** Opening Page extract block **
Article Text

Original research
Association between hemodynamic conditions and occlusion times after flow diversion in cerebral aneurysms
  1. Fernando Mut1,2,
  2. Marcelo Raschi1,
  3. Esteban Scrivano3,
  4. Carlos Bleise3,
  5. Jorge Chudyk3,
  6. Rosana Ceratto3,
  7. Pedro Lylyk3,
  8. Juan R Cebral1
  1. 1Center for Computational Fluid Dynamics, George Mason University, Fairfax, Virginia, USA
  2. 2Instituto de Ciências Matemáticas e de Computação, Universidade de São Paulo, São Carlos, Brazil
  3. 3Department of Interventional Neuroradiology, Instituto Clinico ENERI, Buenos Aires, Argentina
  1. Correspondence to Dr Fernando Mut, Center for Computational Fluid Dynamics, George Mason University, 4400 University Dr, MSN 6A2, Fairfax, VA 22030, USA; fermut{at}


Background Evaluation of flow diversion treatment of intracranial aneurysms is difficult owing to lack of knowledge of the target hemodynamic environment.
** Closing Page extract block **
** Opening Exercise data block **
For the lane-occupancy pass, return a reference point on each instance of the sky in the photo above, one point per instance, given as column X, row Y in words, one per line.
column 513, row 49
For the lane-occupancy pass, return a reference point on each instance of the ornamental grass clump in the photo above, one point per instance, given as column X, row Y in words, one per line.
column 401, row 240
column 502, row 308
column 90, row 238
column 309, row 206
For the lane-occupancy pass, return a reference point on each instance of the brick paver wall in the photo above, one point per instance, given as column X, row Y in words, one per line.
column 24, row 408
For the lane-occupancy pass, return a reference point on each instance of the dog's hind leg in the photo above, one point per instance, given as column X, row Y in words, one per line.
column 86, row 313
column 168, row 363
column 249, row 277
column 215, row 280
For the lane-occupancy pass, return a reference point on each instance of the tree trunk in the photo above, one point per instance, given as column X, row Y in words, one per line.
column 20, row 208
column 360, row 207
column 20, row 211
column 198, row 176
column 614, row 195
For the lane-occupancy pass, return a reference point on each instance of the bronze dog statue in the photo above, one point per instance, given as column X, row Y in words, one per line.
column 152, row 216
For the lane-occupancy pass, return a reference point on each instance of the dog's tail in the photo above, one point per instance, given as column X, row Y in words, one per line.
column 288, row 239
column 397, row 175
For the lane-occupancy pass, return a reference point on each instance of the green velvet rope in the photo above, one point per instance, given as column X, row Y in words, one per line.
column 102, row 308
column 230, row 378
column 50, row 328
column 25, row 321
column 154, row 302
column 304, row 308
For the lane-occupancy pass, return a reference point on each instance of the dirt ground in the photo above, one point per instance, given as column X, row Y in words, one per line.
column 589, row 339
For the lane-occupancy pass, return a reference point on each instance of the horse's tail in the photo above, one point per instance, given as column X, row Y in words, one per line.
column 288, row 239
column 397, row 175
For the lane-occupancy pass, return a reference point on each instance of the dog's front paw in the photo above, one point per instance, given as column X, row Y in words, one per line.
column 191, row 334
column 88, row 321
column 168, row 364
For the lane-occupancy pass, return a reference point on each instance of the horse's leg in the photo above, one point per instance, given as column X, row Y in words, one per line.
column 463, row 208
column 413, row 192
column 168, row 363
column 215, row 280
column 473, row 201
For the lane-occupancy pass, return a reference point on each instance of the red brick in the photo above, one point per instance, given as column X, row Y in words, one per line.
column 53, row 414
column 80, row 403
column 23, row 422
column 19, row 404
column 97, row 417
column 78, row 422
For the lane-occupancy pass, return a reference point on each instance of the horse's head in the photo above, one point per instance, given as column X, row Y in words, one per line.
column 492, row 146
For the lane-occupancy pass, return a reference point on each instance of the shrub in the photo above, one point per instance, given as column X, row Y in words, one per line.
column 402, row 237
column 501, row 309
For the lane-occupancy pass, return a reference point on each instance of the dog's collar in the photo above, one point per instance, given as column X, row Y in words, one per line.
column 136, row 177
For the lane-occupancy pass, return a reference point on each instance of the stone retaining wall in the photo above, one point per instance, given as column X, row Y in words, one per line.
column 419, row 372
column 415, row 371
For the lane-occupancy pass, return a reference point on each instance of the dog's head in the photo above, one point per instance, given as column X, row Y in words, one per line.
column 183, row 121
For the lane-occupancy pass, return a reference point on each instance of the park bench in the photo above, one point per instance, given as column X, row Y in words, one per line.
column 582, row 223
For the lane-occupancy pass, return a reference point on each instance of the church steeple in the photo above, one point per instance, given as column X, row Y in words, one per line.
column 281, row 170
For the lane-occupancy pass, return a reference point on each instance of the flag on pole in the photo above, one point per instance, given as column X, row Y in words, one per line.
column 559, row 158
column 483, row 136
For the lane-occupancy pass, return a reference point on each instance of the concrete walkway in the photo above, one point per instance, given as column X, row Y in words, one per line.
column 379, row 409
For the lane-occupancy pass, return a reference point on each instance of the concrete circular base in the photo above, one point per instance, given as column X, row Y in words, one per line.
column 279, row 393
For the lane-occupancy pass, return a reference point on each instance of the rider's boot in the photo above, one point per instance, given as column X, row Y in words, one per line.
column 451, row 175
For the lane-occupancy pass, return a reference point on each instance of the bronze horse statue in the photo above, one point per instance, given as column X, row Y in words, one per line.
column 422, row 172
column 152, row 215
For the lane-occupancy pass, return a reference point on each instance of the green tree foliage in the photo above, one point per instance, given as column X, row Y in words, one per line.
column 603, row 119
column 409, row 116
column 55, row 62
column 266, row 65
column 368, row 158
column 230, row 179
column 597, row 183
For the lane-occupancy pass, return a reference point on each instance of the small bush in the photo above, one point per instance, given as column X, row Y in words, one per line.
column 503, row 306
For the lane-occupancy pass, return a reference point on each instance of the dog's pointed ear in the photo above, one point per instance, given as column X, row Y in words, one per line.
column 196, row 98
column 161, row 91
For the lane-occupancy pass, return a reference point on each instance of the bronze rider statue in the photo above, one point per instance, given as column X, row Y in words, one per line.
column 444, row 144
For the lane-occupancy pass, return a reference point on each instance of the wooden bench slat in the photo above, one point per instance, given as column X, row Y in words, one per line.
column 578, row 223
** Closing Exercise data block **
# Work to complete
Please continue the article on hemodynamic conditions and occlusion times after flow diversion in cerebral aneurysms, picking up right after its last sentence. The listing stands apart from the article and has no connection to it.

# Exercise answer
Objective To identify hemodynamic conditions created after flow diversion that induce fast aneurysm occlusion.

Methods Two groups of aneurysms treated with flow diverters alone were selected: (a) aneurysms completely occluded at 3 months (fast occlusion), and (b) aneurysms patent or incompletely occluded at 6 months (slow occlusion). A total of 23 aneurysms were included in the study. Patient-specific computational fluid dynamics models were constructed and used to characterize the hemodynamic environment immediately before and after treatment. Average post-treatment hemodynamic conditions between the fast and slow occlusion groups were statistically compared.

Results Aneurysms in the fast occlusion group had significantly lower post-treatment mean velocity (fast=1.13cm/s, slow=3.11cm/s, p=0.02), inflow rate (fast=0.47mL/s, slow=1.89mL/s, p=0.004) and shear rate (fast=20.52 1/s, slow=32.37 1/s, p=0.02) than aneurysms in the slow occlusion group. Receiver operating characteristics analysis showed that mean post-treatment velocity, inflow rate, and shear rate below a certain threshold could discriminate between aneurysms of the fast and slow occlusion groups with good accuracy (84%, 77%, and 76%, respectively).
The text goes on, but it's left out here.